# Requirement 1:
Copy, word for word, the part of the forum exchange about Paul and the divine name that opens with the words containing "Paul didn't say" and closes with "proclaiming YHVH's name.".

# Start of Text segment

Elijah John wrote:
onewithhim wrote:
Elijah John wrote:
[
Replying to post 3 by onewithhim]
Granted, Paul gives lip service to the Father. But the name he proclaims is "Jesus" and not Jehovah.
Also, why do you believe that
God gave Jesus a name above every other? Because Paul said so? If YHVH ever said that He Himself would put the Messiah's name above His own, I sure cannot find it, can you?
The fact that Paul is doing something unauthorized here, (putting Jesus name above God's) should set off alarms, it seems to me. Alarms for anyone who loves YHVH, the only true God.
Also, if Jesus name is above every
human name, shouldn't the Messiah's name be a unique name? But it's not, it is shared with Joshua, for one.
In fact, Jehovah has REPEATEDLY said that there is NO ONE like him. He is God and He is THE MOST HIGH. (Psalm 83:18, KJV)
Paul didn't say that Jesus' name was higher than Jehovah's. I said what I meant to be an explanation of why he would NOT say that.
Jesus' name is "above every human name" in the sense that HE is above every human. He is above everyone else in the universe except his Father, Jehovah, Whom he calls "
MY GOD." (John 20:17; Revelation 3:12)
Good points, but why do you suppose that Paul did not proclaim YHVH's name? He seemed to have no trouble proclaiming "Christ" or prolaiming Jesus name.
He seems to have done this
instead of proclaiming YHVH's name.
Isn't that too, in effect, putting Jesus name above Jehovah's? Even though he could well have meant "above every
human name.
He could have been clearer and said "except YHVH's". Perhaps the average Jew listening would have understood that. But YHVH's Name was supposed to have been proclaimed to the Nations.
Instead of God, a man is preached...in effect. Paul is all about "Christ".
So Paul proclaimed Jesus' name to the Nations, not YHVH's.
The effect? Trinitarianism, and those who write hymns "Praising his holy name" more often than not mean "Praise Jesus' Holy Name", not YHVH's.
And when they sing "Hallelujah, folks often have no clue that the word of praise refers to YHVH, not Jesus."Praise Yah" not "Praise Jesus". But they use it anyway for Jesus.
Jews understand this, and JWs but not most who call themselves "Christian".
There is evidence that the Tetragrammaton was indeed used by the writers of the New Testament. Jerome (4th century) wrote that Matthew composed his gospel using the Hebrew language and all its characters, but the persons who translated it afterward were not known, and apparently they made some changes. (
Concerning Illustrious Men, chapter III, translation from the Latin edited by E.C. Richardson,
Texte und Untersuchungen zur Geschichte der altchristlichen Literatur, Vol.14, 1896, pp.8,9)

# End of Text segment

# Requirement 2:
Select each line in the records below that contains the string "camel".

# Start of Supplied data

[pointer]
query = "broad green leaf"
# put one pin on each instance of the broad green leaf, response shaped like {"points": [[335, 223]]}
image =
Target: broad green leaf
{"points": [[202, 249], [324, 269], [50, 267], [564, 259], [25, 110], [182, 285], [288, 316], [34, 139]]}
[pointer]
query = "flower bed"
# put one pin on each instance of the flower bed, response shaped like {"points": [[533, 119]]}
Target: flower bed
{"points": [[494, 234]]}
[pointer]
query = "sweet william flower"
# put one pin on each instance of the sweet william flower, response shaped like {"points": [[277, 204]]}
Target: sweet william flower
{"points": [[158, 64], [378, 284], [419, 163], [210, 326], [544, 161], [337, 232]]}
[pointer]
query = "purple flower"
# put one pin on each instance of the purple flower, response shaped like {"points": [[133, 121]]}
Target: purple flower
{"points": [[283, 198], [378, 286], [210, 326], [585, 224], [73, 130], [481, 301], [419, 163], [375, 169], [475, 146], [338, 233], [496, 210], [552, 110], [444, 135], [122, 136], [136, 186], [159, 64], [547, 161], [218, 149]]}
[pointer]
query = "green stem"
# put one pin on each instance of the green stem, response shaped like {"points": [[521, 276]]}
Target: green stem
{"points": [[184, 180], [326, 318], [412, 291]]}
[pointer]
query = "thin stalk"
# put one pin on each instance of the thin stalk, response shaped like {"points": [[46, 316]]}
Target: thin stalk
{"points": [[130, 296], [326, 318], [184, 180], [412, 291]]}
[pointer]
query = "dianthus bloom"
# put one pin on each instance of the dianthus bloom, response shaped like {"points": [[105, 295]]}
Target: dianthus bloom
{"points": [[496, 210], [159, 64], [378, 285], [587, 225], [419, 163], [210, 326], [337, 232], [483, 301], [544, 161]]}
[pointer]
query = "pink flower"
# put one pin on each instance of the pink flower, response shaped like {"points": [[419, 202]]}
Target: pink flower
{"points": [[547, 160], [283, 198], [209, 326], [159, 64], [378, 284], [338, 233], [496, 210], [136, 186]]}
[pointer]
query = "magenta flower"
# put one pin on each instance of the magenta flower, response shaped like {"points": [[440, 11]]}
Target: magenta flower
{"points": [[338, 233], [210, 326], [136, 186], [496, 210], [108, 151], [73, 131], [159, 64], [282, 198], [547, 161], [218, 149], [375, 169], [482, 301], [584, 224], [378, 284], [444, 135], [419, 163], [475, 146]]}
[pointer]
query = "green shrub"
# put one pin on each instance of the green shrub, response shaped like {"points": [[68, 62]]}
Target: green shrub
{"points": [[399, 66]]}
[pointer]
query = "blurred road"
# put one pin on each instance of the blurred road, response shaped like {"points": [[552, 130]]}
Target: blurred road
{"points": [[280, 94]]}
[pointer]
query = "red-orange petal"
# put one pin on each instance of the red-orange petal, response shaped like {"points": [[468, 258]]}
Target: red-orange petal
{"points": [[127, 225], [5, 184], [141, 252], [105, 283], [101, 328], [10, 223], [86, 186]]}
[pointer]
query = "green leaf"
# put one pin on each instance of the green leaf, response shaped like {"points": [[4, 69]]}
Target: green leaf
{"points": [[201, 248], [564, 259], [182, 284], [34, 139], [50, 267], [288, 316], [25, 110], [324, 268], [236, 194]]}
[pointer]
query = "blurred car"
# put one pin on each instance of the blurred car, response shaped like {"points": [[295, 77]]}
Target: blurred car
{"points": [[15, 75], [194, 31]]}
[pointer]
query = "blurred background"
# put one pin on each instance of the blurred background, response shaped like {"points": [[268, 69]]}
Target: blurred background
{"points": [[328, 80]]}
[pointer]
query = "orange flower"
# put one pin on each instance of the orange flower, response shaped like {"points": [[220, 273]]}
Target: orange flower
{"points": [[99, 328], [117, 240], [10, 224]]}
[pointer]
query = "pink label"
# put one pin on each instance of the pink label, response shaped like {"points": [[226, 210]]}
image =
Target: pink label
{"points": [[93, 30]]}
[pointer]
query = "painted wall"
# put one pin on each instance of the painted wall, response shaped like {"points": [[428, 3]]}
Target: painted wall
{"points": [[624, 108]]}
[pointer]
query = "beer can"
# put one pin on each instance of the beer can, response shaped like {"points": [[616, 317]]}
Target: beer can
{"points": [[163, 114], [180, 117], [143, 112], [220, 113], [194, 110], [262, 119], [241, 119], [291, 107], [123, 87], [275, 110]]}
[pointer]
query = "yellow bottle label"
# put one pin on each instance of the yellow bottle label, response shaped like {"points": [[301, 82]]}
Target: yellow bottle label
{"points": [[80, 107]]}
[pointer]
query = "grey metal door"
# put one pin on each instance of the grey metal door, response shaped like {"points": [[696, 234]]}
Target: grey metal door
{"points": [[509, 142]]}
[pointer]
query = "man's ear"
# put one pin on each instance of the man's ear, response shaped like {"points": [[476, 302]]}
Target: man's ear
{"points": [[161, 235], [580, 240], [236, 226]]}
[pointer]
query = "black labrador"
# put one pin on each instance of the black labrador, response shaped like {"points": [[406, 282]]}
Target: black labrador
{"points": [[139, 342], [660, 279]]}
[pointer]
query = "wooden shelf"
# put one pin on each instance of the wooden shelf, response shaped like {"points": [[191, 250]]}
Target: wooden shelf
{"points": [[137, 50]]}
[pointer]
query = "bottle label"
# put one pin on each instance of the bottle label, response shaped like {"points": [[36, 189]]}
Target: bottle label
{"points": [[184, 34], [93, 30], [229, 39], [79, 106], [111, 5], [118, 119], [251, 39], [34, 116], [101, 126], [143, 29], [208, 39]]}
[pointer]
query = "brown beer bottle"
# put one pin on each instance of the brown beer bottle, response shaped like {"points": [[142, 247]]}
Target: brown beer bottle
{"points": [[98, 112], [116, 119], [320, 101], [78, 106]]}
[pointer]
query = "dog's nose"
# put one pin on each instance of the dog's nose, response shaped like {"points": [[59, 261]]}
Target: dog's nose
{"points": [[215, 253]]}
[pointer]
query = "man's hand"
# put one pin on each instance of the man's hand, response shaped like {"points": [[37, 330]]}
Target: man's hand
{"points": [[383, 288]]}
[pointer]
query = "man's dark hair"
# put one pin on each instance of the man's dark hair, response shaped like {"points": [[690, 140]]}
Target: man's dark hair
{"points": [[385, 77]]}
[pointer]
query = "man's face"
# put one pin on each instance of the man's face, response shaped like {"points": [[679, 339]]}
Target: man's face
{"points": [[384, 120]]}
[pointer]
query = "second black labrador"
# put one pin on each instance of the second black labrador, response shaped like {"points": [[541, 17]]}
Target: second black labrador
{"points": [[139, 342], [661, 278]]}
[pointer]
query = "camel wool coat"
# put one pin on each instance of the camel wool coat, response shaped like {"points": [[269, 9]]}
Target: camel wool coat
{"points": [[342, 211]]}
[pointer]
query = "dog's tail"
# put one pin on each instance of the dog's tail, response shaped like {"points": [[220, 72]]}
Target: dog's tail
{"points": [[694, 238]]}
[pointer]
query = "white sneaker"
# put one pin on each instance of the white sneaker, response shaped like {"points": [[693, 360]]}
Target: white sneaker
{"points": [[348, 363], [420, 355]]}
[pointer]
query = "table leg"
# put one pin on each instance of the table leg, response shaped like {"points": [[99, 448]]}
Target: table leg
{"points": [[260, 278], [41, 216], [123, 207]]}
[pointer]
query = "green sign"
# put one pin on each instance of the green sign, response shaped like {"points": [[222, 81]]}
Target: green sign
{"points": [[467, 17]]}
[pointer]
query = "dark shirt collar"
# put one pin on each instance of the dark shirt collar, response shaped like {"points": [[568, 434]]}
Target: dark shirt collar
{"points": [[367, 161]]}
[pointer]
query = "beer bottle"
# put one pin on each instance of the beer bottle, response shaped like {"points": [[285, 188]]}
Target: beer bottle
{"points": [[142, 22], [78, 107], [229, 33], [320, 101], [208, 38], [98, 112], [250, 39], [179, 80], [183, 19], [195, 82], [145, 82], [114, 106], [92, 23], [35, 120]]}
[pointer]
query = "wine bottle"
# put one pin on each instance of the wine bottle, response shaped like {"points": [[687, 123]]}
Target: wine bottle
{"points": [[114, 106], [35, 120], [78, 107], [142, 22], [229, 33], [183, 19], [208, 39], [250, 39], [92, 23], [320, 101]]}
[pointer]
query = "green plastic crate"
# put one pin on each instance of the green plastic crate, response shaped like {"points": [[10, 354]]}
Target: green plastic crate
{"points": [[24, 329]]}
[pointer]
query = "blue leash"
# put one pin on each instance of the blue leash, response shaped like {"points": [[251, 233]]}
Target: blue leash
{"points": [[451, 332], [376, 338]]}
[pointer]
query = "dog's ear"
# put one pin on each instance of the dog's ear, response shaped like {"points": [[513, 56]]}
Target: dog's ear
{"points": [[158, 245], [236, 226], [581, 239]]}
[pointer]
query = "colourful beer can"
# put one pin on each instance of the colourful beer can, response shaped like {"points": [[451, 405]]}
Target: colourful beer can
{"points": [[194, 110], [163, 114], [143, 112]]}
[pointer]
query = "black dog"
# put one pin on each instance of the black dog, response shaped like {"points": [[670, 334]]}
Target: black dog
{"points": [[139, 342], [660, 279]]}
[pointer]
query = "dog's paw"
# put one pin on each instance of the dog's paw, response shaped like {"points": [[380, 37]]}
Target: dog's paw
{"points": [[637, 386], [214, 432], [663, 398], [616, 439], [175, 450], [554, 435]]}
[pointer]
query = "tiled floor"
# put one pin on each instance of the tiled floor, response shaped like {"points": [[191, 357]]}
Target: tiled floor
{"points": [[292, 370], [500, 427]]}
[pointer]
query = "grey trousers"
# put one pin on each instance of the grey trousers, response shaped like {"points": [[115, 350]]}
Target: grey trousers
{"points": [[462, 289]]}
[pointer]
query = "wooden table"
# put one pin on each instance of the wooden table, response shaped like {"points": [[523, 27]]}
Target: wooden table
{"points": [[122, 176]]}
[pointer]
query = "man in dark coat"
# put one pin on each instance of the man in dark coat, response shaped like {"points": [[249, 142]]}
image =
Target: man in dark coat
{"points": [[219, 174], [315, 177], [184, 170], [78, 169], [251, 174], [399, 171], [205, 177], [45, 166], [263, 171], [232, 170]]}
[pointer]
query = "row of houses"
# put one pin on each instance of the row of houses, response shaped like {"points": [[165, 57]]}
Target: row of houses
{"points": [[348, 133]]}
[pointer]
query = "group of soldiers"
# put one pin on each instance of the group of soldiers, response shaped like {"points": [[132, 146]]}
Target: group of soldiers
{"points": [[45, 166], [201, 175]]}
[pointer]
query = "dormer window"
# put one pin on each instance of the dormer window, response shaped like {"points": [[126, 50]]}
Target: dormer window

# End of Supplied data

# Task solution 1:
Paul didn't say that Jesus' name was higher than Jehovah's. I said what I meant to be an explanation of why he would NOT say that.
Jesus' name is "above every human name" in the sense that HE is above every human. He is above everyone else in the universe except his Father, Jehovah, Whom he calls "
MY GOD." (John 20:17; Revelation 3:12)
Good points, but why do you suppose that Paul did not proclaim YHVH's name? He seemed to have no trouble proclaiming "Christ" or prolaiming Jesus name.
He seems to have done this
instead of proclaiming YHVH's name.

# Task solution 2:
query = "camel wool coat"
# put one pin on each instance of the camel wool coat, response shaped like {"points": [[269, 9]]}
Target: camel wool coat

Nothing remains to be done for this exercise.